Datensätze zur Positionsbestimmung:

__________

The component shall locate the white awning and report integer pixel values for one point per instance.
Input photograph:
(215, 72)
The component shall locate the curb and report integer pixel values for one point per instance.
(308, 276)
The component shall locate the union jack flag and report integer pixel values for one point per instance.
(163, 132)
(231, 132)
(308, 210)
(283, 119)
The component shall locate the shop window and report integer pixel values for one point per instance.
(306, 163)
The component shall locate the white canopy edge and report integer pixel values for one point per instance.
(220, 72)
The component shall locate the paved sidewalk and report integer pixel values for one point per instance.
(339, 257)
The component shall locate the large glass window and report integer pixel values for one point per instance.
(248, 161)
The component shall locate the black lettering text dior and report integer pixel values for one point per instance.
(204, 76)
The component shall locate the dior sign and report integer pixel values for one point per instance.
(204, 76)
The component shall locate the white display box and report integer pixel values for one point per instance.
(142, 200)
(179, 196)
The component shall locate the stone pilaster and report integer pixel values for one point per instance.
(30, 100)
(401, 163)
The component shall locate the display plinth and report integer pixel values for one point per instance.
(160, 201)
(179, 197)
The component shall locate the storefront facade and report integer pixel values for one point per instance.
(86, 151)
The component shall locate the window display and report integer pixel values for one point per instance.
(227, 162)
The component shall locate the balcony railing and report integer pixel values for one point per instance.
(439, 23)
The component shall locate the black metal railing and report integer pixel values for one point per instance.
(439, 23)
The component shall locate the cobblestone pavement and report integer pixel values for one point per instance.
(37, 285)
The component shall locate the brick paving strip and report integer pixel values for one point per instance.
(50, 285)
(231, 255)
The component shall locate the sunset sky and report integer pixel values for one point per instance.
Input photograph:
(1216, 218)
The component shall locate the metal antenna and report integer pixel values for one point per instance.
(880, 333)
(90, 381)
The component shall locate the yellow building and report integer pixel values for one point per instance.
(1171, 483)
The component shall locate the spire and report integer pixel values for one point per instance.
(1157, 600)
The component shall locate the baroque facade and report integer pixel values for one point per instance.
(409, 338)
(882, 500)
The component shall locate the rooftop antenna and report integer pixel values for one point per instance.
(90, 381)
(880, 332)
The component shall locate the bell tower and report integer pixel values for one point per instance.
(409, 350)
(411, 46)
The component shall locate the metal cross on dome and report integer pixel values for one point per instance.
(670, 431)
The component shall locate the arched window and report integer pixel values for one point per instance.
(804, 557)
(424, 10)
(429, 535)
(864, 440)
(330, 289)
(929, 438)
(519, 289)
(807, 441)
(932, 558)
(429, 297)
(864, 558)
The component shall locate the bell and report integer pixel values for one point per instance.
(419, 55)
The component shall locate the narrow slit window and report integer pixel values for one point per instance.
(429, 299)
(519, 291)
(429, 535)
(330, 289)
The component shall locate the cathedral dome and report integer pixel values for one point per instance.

__________

● **Erforderliche Aufgabe**: Sämtliche Zeilen oben sind ohne jede Abweichung in Wortlaut, Zeichensetzung und Reihenfolge erneut abzutippen.

● **Vollständige Antwort**:
The component shall locate the white awning and report integer pixel values for one point per instance.
Input photograph:
(215, 72)
The component shall locate the curb and report integer pixel values for one point per instance.
(308, 276)
The component shall locate the union jack flag and report integer pixel values for one point per instance.
(163, 132)
(231, 132)
(308, 210)
(283, 119)
The component shall locate the shop window and report integer pixel values for one point per instance.
(306, 163)
The component shall locate the white canopy edge and report integer pixel values for one point per instance.
(220, 72)
The component shall locate the paved sidewalk and report integer pixel values for one point per instance.
(339, 257)
The component shall locate the large glass window and report integer pixel values for one point per instance.
(248, 161)
The component shall locate the black lettering text dior and report integer pixel values for one point per instance.
(204, 76)
The component shall locate the dior sign and report integer pixel values for one point per instance.
(204, 76)
The component shall locate the white display box and report integer pixel values for one point per instance.
(142, 200)
(179, 196)
The component shall locate the stone pilaster and report integer pixel values for one point per instance.
(30, 100)
(401, 163)
The component shall locate the display plinth and report integer pixel values for one point per instance.
(160, 201)
(179, 197)
The component shall locate the storefront facade and report integer pixel values for one point per instance.
(86, 151)
The component shall locate the window display and report integer pixel values for one point per instance.
(227, 162)
The component shall locate the balcony railing and report integer pixel values for one point per instance.
(439, 23)
The component shall locate the black metal railing and report integer pixel values for one point per instance.
(439, 23)
The component shall locate the cobblestone pavement and report integer pixel values for one point per instance.
(37, 285)
The component shall locate the brick paving strip and report integer pixel values for one point per instance.
(50, 285)
(231, 255)
The component shall locate the sunset sky and report integer pixel values for one point per instance.
Input photograph:
(1216, 218)
The component shall locate the metal antenna and report integer pixel values for one point per instance.
(880, 333)
(90, 381)
The component shall locate the yellow building and report integer pixel values for one point per instance.
(1171, 483)
The component shall locate the spire and report integer pixel values for one point per instance.
(1157, 600)
The component shall locate the baroque facade and report integer pixel values for one point per instance.
(409, 338)
(882, 500)
The component shall locate the rooftop antenna and report integer pixel values for one point per instance.
(90, 381)
(880, 332)
The component shall locate the bell tower and report integer pixel values for one point per instance.
(409, 350)
(411, 46)
The component shall locate the metal cross on dome and report integer pixel values for one point per instance.
(670, 431)
The component shall locate the arched window and report integer pixel values for one point per instance.
(804, 557)
(424, 10)
(429, 535)
(864, 440)
(330, 289)
(929, 438)
(519, 289)
(807, 441)
(932, 558)
(429, 297)
(864, 558)
The component shall locate the bell and report integer pixel values for one point per instance.
(419, 55)
The component shall locate the narrow slit window and report integer pixel values for one point per instance.
(429, 299)
(519, 291)
(429, 535)
(330, 289)
The component shall locate the cathedral dome and report integer pixel values for one point per instance.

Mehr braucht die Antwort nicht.